▸ Supplied text:
- The Washington Times - Tuesday, January 19, 2021

President-elect Joseph R. Biden and Vice President-elect Kamala D. Harris memorialized the nearly 400,000 Americans who have died from the coronavirus in a ceremony on Tuesday, saying the nation must remember the family members and friends lost to the disease.

Four hundred lights, each representing 1,000 victims, lined the Reflecting Pool on the National Mall as gospel singer Yolanda Adams sang Leonard Cohen’s “Hallelujah” and other cities held similar vigils.

“To heal, we must remember. It’s hard sometimes to remember. But that’s how we heal. It’s important to do that as a nation,” Mr. Biden, who will be sworn at the 46th president on Wednesday, said a few steps from the Lincoln Memorial.

Cardinal Wilton Gregory, the archbishop of Washington, said America should use its shared pain as a way to come together — a through-line of the ceremony as the Biden administration tries to follow through on its mantra of national unity.

“For many months, we have grieved by ourselves. Tonight, we grieve and begin healing together,” Ms. Harris said.



The Empire State Building in New York and Space Needle in Seattle were illuminated and other major cities joined the tribute, including Mr. Biden‘s birthplace of Scranton, Pennsylvania, and hometown of Wilmington, Delaware.

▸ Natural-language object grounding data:
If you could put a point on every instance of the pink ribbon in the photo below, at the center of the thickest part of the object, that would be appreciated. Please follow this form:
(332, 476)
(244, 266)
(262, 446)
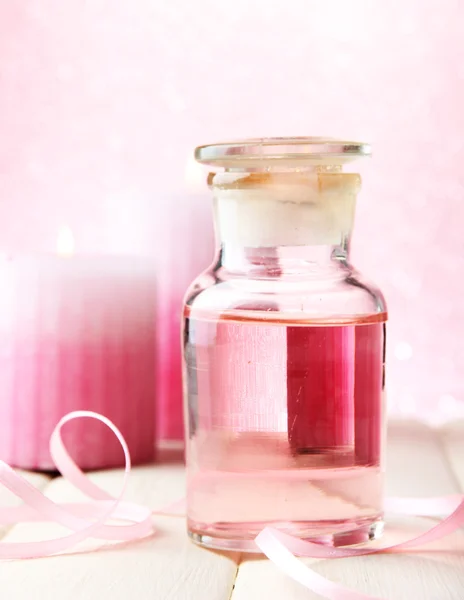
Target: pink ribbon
(90, 519)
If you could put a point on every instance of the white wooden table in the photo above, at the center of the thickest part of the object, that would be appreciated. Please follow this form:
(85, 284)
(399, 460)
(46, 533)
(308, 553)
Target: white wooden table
(421, 462)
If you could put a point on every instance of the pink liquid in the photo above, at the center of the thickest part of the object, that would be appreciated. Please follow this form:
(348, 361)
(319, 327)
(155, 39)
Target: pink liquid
(285, 428)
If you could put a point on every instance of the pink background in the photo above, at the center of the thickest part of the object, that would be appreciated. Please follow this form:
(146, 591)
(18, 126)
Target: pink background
(101, 103)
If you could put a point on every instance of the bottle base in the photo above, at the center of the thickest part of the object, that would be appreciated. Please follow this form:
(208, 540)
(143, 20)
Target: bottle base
(240, 536)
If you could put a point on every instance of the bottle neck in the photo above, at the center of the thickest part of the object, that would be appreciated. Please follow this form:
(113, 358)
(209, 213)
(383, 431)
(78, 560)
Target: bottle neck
(277, 223)
(275, 261)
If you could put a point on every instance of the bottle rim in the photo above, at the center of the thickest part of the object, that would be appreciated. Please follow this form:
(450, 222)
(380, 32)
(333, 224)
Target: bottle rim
(256, 152)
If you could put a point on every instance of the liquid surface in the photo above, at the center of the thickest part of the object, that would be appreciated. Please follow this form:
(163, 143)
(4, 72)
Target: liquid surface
(285, 424)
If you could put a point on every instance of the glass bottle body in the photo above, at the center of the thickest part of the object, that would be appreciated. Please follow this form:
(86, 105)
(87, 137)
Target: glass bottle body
(284, 351)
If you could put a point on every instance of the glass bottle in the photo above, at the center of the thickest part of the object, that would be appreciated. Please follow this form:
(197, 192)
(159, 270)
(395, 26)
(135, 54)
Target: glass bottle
(284, 348)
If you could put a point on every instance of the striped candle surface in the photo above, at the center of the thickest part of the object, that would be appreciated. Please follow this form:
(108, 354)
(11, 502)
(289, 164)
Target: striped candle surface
(76, 333)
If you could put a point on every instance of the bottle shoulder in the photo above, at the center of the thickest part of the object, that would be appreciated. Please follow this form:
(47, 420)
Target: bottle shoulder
(346, 294)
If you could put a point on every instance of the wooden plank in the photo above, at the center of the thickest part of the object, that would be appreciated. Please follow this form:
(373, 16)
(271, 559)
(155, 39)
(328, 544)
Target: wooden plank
(165, 567)
(7, 498)
(417, 465)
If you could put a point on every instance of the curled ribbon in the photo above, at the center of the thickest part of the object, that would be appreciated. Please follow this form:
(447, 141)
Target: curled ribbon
(90, 520)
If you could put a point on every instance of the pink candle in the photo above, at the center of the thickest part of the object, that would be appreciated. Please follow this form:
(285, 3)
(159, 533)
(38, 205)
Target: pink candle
(76, 333)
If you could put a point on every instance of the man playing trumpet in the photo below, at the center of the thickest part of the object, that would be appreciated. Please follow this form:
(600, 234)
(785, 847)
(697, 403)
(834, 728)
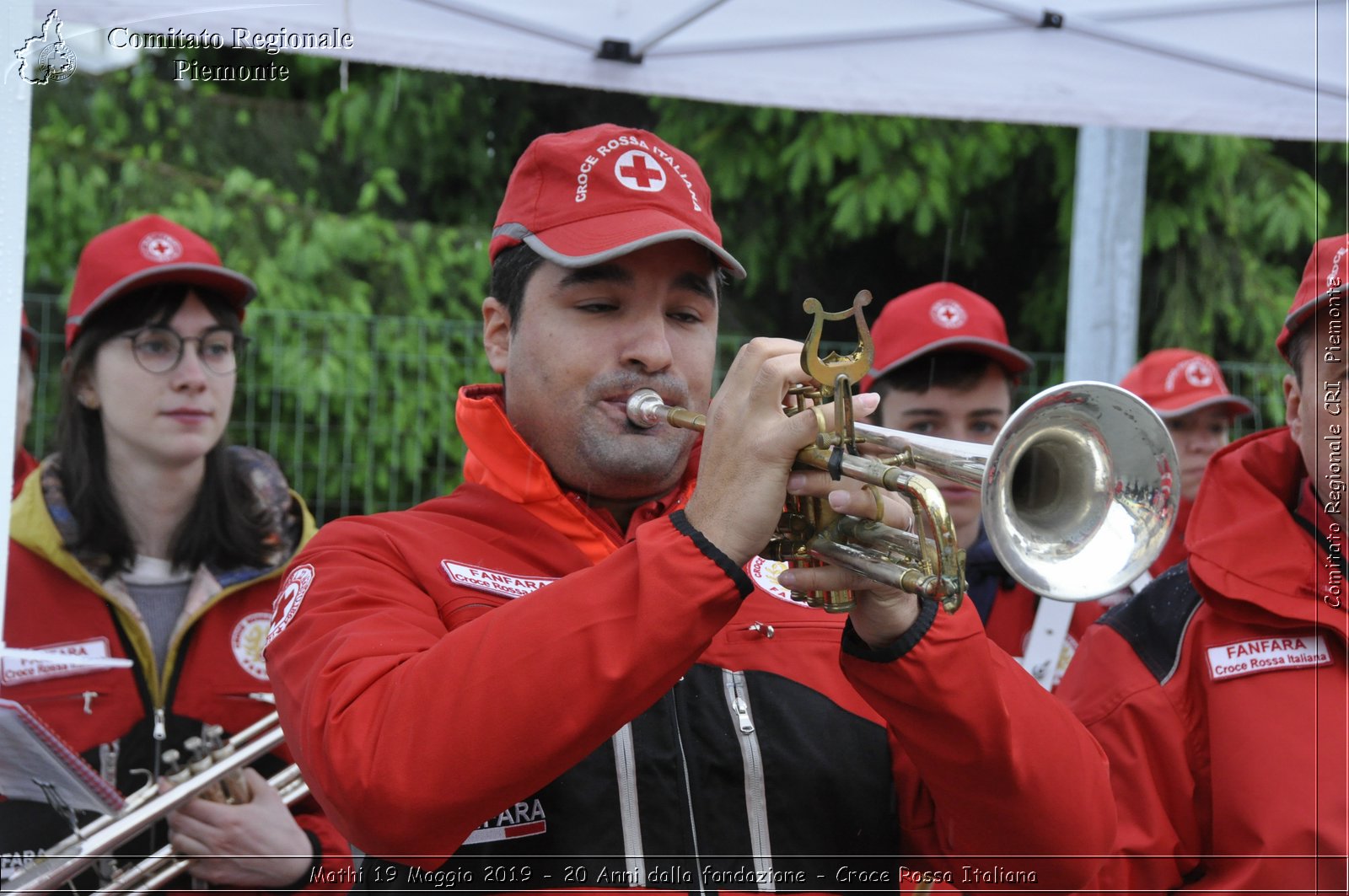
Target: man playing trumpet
(572, 673)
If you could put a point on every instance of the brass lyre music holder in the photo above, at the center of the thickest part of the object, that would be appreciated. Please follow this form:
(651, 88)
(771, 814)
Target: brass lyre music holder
(811, 530)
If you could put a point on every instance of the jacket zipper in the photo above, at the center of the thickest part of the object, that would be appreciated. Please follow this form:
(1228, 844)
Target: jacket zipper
(755, 801)
(688, 790)
(625, 763)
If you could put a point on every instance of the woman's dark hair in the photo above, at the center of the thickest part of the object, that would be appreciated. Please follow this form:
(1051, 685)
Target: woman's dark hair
(226, 527)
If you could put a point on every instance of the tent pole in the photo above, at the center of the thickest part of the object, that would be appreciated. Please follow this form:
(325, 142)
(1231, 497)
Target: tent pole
(17, 26)
(1106, 254)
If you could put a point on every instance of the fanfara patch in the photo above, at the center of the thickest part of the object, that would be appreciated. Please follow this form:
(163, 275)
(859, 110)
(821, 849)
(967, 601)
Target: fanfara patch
(22, 669)
(521, 819)
(247, 641)
(159, 247)
(492, 581)
(950, 314)
(1267, 655)
(764, 572)
(287, 605)
(638, 170)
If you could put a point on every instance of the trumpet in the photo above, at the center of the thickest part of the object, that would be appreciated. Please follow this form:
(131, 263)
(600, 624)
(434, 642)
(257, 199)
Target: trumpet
(1079, 490)
(146, 807)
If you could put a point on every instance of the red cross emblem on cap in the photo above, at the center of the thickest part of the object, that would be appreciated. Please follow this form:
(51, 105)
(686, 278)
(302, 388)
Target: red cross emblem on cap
(159, 247)
(640, 172)
(1197, 373)
(950, 314)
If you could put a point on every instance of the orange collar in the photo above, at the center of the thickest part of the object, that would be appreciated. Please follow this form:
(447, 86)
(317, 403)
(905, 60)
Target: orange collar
(501, 460)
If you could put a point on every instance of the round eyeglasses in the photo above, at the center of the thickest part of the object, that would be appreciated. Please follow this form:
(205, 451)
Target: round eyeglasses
(159, 348)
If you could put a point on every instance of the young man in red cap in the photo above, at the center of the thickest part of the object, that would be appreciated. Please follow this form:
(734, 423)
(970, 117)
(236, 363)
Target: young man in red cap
(1220, 691)
(572, 673)
(1187, 390)
(944, 368)
(24, 462)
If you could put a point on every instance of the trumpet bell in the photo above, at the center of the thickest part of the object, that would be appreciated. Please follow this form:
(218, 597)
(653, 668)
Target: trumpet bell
(1081, 490)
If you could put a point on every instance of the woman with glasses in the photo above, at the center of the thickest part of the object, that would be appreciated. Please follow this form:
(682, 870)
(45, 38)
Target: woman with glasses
(152, 550)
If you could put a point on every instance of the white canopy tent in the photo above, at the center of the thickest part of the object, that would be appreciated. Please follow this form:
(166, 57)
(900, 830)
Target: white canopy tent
(1116, 67)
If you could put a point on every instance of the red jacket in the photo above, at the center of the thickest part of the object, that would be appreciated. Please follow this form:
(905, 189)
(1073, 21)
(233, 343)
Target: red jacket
(501, 673)
(121, 720)
(1220, 695)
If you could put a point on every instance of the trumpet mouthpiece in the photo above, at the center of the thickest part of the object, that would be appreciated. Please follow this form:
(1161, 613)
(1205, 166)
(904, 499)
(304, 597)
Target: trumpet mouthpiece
(644, 408)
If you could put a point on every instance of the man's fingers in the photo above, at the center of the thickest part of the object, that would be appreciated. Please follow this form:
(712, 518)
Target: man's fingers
(853, 498)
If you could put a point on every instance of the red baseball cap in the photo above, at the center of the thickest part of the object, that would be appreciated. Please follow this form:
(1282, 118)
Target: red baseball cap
(142, 253)
(1178, 381)
(584, 197)
(1322, 280)
(941, 318)
(29, 341)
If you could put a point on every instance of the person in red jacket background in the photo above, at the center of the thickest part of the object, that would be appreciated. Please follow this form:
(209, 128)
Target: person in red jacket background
(1187, 390)
(24, 460)
(148, 541)
(573, 673)
(944, 368)
(1220, 691)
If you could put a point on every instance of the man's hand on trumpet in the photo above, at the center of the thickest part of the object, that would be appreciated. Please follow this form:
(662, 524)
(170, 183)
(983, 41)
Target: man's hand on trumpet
(254, 845)
(883, 613)
(749, 448)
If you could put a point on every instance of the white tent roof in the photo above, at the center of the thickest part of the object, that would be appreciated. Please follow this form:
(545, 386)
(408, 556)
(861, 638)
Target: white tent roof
(1261, 67)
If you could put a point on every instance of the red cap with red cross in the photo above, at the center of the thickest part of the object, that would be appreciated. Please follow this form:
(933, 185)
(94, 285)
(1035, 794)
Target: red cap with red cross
(142, 253)
(941, 318)
(584, 197)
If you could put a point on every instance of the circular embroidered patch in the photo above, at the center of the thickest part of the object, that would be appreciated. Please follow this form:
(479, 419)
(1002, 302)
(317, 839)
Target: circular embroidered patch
(247, 641)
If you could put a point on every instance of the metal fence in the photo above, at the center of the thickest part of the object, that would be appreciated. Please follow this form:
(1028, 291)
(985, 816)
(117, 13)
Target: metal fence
(359, 410)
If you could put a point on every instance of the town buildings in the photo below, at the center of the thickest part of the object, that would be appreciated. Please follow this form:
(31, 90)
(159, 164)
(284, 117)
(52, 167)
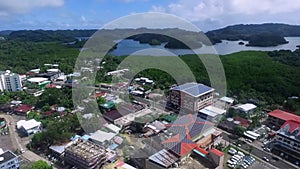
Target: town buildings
(29, 127)
(85, 155)
(278, 117)
(287, 141)
(10, 81)
(191, 96)
(9, 160)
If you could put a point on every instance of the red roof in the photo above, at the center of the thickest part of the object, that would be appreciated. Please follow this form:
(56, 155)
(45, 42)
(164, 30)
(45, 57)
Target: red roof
(201, 150)
(243, 122)
(51, 86)
(217, 152)
(175, 138)
(187, 128)
(48, 112)
(284, 115)
(187, 147)
(24, 108)
(95, 96)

▸ Task set:
- 1) Please copy the stretch of the memorial article from "President-elect Joseph R." through "held similar vigils.", replacing "Reflecting Pool" with "Lincoln Memorial Reflecting Pool".
- 2) Name every person the memorial article mentions by name.

▸ Responses by task:
- 1)
President-elect Joseph R. Biden and Vice President-elect Kamala D. Harris memorialized the nearly 400,000 Americans who have died from the coronavirus in a ceremony on Tuesday, saying the nation must remember the family members and friends lost to the disease.

Four hundred lights, each representing 1,000 victims, lined the Lincoln Memorial Reflecting Pool on the National Mall as gospel singer Yolanda Adams sang Leonard Cohen’s “Hallelujah” and other cities held similar vigils.

- 2)
Joseph R. Biden
Kamala D. Harris
Yolanda Adams
Leonard Cohen
Wilton Gregory